How cool is the ICE? – Metro US

How cool is the ICE?

The internal combustion engine (ICE) is under siege. Fuel cells on the west flank. Electric motors on the east. A coalition of various vegetarian contenders stealthily sneaking up from every other direction.

But, as it turns out, the internal combustion engine seems to thrive on siege, like it might be good, hearty soup. Inventors have been trying to topple it over, for about 100 years or so now, with very limited success. And now that the ICE must constantly battle in a green-mad world, it grows only stronger, and more able to withstand the slings and arrows of outrageous alternatives.

To back up this theorem (such as it is), I give you five exhibits from the 2009 Canadian International Auto Show in Toronto:

• The all-new 2010 Chevrolet Equinox is the first GM vehicle to be powered by the automaker’s all-new 2.4-litre Direct Injection (DI) four-cylinder engine. As many of you know, in a DI engine the fuel and air are injected directly into the combustion chamber (as opposed to upstream in the intake system). This allows engineers to control the burn with NASA-like precision, for superior everything — power, torque, efficiency, cleanliness, drive-ability, etc. (If it had feet it would even dance better.) The cool thing about this Chevy application is that we’re talking mainstream domestic, instead of upstream European, where you find most DI power plants.

• The all-new Honda Insight is a hybrid, yes, but its 1.3-litre SOHC aluminum-alloy i-VTEC “four” is a brilliant example of how an ICE can be tailored to meet the task at hand, which in this application, is being the fuel-miserly soul mate to an electric motor. It is completely optimized for fuel efficiency, featuring, among other items, cylinder de-activation and auto start-stop.

**Explore the material**
(a) Answer these questions using the ICE article:
(i) For about how long have inventors been trying to topple the internal combustion engine?
(ii) What engine powers the all-new 2010 Chevrolet Equinox?
(iii) At which event were the five exhibits found?
(b) Swap "siege" for "pressure" in the ICE article, writing out the passage starting at "The internal combustion engine (ICE)" and ending at "of outrageous alternatives.".

**Recorded data**
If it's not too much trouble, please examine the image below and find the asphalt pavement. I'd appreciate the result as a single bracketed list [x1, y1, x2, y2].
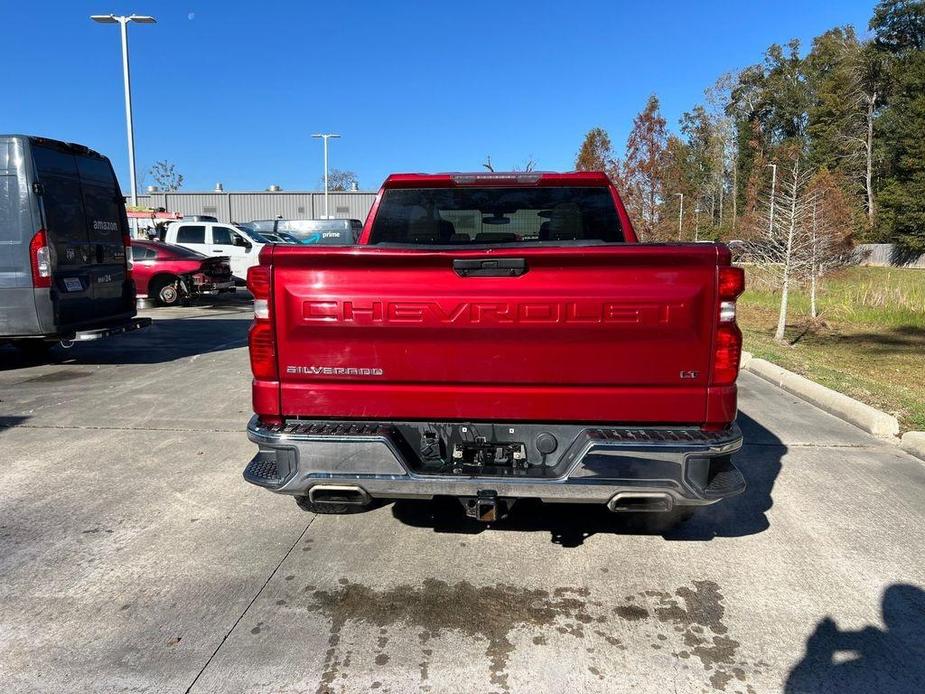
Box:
[0, 298, 925, 694]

**Completed exercise**
(a)
(i) About 100 years or so.
(ii) GM's all-new 2.4-litre Direct Injection (DI) four-cylinder engine.
(iii) The 2009 Canadian International Auto Show in Toronto.

(b)
The internal combustion engine (ICE) is under pressure. Fuel cells on the west flank. Electric motors on the east. A coalition of various vegetarian contenders stealthily sneaking up from every other direction.

But, as it turns out, the internal combustion engine seems to thrive on pressure, like it might be good, hearty soup. Inventors have been trying to topple it over, for about 100 years or so now, with very limited success. And now that the ICE must constantly battle in a green-mad world, it grows only stronger, and more able to withstand the slings and arrows of outrageous alternatives.